Input for this task |

## BEGIN

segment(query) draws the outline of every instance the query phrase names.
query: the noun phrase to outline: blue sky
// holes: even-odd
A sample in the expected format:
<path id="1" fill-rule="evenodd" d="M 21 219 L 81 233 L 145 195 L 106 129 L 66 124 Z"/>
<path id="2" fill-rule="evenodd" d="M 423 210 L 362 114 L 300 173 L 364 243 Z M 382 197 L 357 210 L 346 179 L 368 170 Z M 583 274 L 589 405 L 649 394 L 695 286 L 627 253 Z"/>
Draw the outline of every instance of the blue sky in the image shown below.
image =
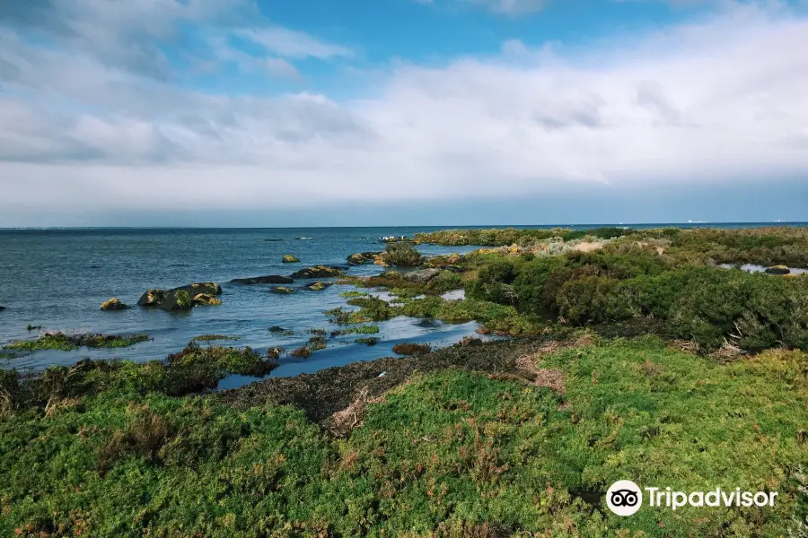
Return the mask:
<path id="1" fill-rule="evenodd" d="M 0 4 L 0 227 L 808 220 L 808 5 Z"/>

## END

What is asked | Copy the listing above word for word, from its first line through the line that contains "21 219 L 81".

Completed exercise |
segment(query) draws the outline of every instance the query phrase names.
query: the noun phrase to outline: blue sky
// holes: even-odd
A sample in the expected format:
<path id="1" fill-rule="evenodd" d="M 21 219 L 81 233 L 145 195 L 106 129 L 66 124 Z"/>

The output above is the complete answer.